* What to do *
• A. Transcribe the portion of the thread summary that starts with "- Reported speeds" and goes on through "latency are critical.".
• B. Using the thread summary, answer the following:
(i) Which range of RAM is considered a sweet spot for serious work?
(ii) Around what speed do reported results on Apple silicon for 20–31B models cluster?
(iii) In the proposed hybrid flows, what are local models used for?
(Text under study begins)
Running local models on an M4 with 24GB memory
Hardware & Config Debates
- Initial confusion over “M4 with 24GB” is resolved: it refers to Apple M4 Macs (Air/Pro/Mini), not Nvidia Tesla GPUs.
- People share configs from 16GB Airs up to 128GB M5 Max MacBook Pros and 128GB desktops with GPUs.
- Strong sentiment that RAM capacity often matters more than raw CPU/GPU for local LLMs; 32–64GB is “usable,” 96–128GB considered a sweet spot for serious work.
- Some argue high-end Macs are poor value vs. cheaper desktops with used GPUs and lots of RAM/VRAM; others prefer paying once for a powerful laptop over ongoing cloud fees.
Model Choices & Performance
- Qwen 3.6/3.7 and Gemma 4 are repeatedly cited as current “good enough” local models, especially 27B–35B variants; 9B models are often described as weak for serious coding.
- 4–14B models are said to fall between GPT‑3.5 and GPT‑4o‑mini; still notably behind current frontier models.
- Reported speeds on Apple silicon for 20–31B models cluster around ~7–12 tokens/s with 8‑bit or Q4/Q5 quants; MoE models can have decent tokens/s but poor time‑to‑first‑token.
- Benchmarks and anecdotes show Gemma 4 31B and Qwen 3.6 27B/35B can sometimes rival older frontier behavior on constrained tasks, but not consistently.
Local vs Cloud Tradeoffs
- Several participants stress that local models are “nowhere near” Claude Opus / ChatGPT‑5.x for complex coding, long‑context reasoning, and reliability.
- Others report local models solving nontrivial tasks (debugging, protocol reverse‑engineering, security analysis) and being “good enough” for much daily work.
- Economic arguments: a multi‑thousand‑dollar laptop vs. decades of a $20/month subscription; local only makes sense to some if offline use, privacy, or latency are critical.
Use Cases & Workflows
- Effective use often involves interactive, step‑by‑step workflows, tight prompts, and frequent testing rather than long autonomous runs.
- Local models are seen as strong for boilerplate coding, small refactors, office drudgery (email, translation, simple docs); weaker for large projects and high‑risk legal/finance tasks.
- Some propose hybrid flows: frontier models for research/planning, local models for execution and editing.
Optimizations, Tooling & Meta
- New inference tricks (MTP, turboquant, Dflash, rotorquant) and engines (mlx, llama.cpp, LM Studio, Ollama, browser‑based agents) are actively explored; people believe speed headroom remains.
- There’s visible “bipolar” sentiment: excitement about technical progress and decentralization, alongside concern about overhyping local models and the impact of LLMs on software craftsmanship.
(Text under study ends)
(Entries shown begins)
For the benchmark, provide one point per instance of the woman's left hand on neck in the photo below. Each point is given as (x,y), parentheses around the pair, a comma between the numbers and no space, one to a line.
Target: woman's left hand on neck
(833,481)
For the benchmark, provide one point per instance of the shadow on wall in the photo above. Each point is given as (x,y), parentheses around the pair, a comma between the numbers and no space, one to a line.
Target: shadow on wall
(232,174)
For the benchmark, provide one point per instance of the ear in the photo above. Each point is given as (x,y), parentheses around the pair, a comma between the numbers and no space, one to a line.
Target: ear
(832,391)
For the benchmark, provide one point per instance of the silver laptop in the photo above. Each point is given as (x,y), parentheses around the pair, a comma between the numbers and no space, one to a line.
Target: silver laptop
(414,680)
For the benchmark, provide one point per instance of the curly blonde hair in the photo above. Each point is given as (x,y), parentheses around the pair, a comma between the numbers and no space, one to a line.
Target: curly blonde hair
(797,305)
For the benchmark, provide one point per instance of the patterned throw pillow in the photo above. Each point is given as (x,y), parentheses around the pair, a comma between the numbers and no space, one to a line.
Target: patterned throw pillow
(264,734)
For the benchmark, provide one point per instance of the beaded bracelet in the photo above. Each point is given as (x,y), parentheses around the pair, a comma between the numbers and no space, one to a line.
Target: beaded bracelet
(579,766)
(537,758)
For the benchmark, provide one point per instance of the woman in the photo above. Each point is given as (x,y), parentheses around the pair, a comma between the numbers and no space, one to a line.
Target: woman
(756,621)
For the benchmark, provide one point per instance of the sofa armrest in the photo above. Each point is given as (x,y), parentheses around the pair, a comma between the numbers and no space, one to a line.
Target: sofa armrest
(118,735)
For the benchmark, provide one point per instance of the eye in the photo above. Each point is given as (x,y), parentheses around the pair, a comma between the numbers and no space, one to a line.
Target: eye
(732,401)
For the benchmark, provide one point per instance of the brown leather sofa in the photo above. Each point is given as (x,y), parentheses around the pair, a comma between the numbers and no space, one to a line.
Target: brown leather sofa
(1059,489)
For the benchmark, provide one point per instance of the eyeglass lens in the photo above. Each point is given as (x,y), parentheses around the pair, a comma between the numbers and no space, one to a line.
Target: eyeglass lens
(Entries shown ends)
* Solutions to each task *
• A.
- Reported speeds on Apple silicon for 20–31B models cluster around ~7–12 tokens/s with 8‑bit or Q4/Q5 quants; MoE models can have decent tokens/s but poor time‑to‑first‑token.
- Benchmarks and anecdotes show Gemma 4 31B and Qwen 3.6 27B/35B can sometimes rival older frontier behavior on constrained tasks, but not consistently.
Local vs Cloud Tradeoffs
- Several participants stress that local models are “nowhere near” Claude Opus / ChatGPT‑5.x for complex coding, long‑context reasoning, and reliability.
- Others report local models solving nontrivial tasks (debugging, protocol reverse‑engineering, security analysis) and being “good enough” for much daily work.
- Economic arguments: a multi‑thousand‑dollar laptop vs. decades of a $20/month subscription; local only makes sense to some if offline use, privacy, or latency are critical.

• B.
(i) 96–128GB
(ii) About 7–12 tokens/s
(iii) Execution and editing